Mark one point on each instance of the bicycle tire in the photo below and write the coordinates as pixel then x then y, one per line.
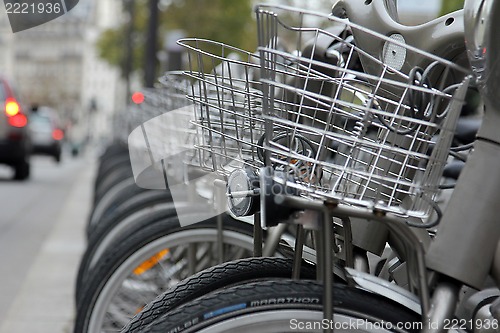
pixel 229 310
pixel 214 278
pixel 111 200
pixel 101 241
pixel 120 258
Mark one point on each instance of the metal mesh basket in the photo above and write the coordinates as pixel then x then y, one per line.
pixel 227 95
pixel 345 125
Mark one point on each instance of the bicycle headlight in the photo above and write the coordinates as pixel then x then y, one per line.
pixel 243 192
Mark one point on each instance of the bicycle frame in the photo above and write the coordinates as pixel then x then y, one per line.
pixel 467 248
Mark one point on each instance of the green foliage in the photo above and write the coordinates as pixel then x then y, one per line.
pixel 227 21
pixel 448 6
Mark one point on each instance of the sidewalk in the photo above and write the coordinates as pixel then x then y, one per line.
pixel 45 302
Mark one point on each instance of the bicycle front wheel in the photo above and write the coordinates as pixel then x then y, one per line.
pixel 286 306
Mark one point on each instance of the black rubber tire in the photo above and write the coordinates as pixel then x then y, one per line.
pixel 111 204
pixel 123 211
pixel 120 163
pixel 214 278
pixel 276 295
pixel 127 246
pixel 22 170
pixel 84 270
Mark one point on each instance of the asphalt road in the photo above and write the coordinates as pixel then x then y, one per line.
pixel 41 241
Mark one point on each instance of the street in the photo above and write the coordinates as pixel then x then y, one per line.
pixel 41 241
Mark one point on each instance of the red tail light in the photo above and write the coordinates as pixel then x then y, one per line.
pixel 18 120
pixel 57 134
pixel 12 108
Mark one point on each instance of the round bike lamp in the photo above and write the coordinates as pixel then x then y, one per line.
pixel 243 192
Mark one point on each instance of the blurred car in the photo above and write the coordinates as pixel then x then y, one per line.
pixel 14 135
pixel 46 132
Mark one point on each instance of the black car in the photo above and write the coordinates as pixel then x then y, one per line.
pixel 46 133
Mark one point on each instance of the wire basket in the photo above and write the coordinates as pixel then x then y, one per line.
pixel 378 137
pixel 227 95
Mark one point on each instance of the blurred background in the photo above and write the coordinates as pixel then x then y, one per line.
pixel 83 69
pixel 86 63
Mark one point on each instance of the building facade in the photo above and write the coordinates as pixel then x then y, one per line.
pixel 56 64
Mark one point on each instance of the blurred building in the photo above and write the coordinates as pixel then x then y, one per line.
pixel 56 64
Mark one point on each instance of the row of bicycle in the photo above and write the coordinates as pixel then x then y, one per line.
pixel 297 188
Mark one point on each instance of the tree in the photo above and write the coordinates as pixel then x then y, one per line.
pixel 227 21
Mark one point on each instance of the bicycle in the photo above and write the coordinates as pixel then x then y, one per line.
pixel 218 312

● ● ● ● ●

- [Directive]: Reproduce every record above verbatim, line by line, and omit the picture from your copy.

- [Answer to this problem]:
Mark one point on each instance of the bicycle tire in the photo below and write the coordinates as pixel then x then y, one per line.
pixel 229 310
pixel 214 278
pixel 111 200
pixel 101 241
pixel 120 258
Mark one point on each instance of the metal mesh basket in the photo above and write the coordinates as pixel then x then y, one per line.
pixel 227 95
pixel 345 125
Mark one point on each instance of the bicycle headlight in the photo above and write the coordinates as pixel then x then y, one per line.
pixel 243 192
Mark one point on each instance of the bicycle frame in the photo above and write the coordinates as pixel then x then y, one per line.
pixel 467 248
Mark one point on each instance of the green foliage in the photo above and write the coordinates as pixel then x then y, one per line.
pixel 227 21
pixel 448 6
Mark one point on each instance of the sidewalk in the photo above and write the coordinates as pixel then x then y, one per line.
pixel 45 302
Mark one point on each instance of the bicycle front wheel in the photo above and write the coordinates as pixel then x then y, one per line.
pixel 286 306
Mark one point on each instance of the black rubber tire in the photo above and write the coordinates as pixel then x then y, one per line.
pixel 111 204
pixel 123 211
pixel 120 163
pixel 214 278
pixel 276 295
pixel 127 246
pixel 22 170
pixel 84 270
Mark one point on each instance of the asphalt road in the photo above and write the coordinates as pixel then x then y, one per line.
pixel 41 241
Mark one point on each instance of the street in the photo above and write the coordinates as pixel then x then y, one per line.
pixel 41 241
Mark one point on each instance of the red tail light in the photo above and write the coordinates as pixel then x then y, one per line.
pixel 18 120
pixel 57 134
pixel 12 108
Mark one point on each instance of the round bike lamp in the photo above and write the coordinates as pixel then x then y, one per line.
pixel 243 192
Mark one point on each instance of the blurred car in the photo above and write the coordinates as pixel then x then y, one per line.
pixel 14 135
pixel 46 132
Mark one point on each instance of the black car in the photo above and write the coordinates as pixel then x then y, one per line.
pixel 46 133
Mark one point on each instance of the wire basket in the photo above and write the coordinates as pixel then x then y, one per line.
pixel 378 137
pixel 227 95
Mark one point on each instance of the blurred background in the photo above and write the coordinates as pixel then x then y, one per line.
pixel 83 69
pixel 86 63
Mark one point on each instance of the building facade in the photo above and write the coordinates as pixel then x then y, one per line.
pixel 56 64
Mark one point on each instance of the blurred building in the photo above and write the coordinates as pixel then x then y, one per line.
pixel 56 64
Mark one point on each instance of the row of bicycle in the photo above and write the coordinates as pixel then x then y, one per line.
pixel 297 188
Mark one point on each instance of the tree in the photo above and write the coordinates as pixel then x then y, one per line.
pixel 227 21
Mark one point on each instance of the bicycle in the photo above and write the coordinates as pixel then x then y, one per line.
pixel 218 312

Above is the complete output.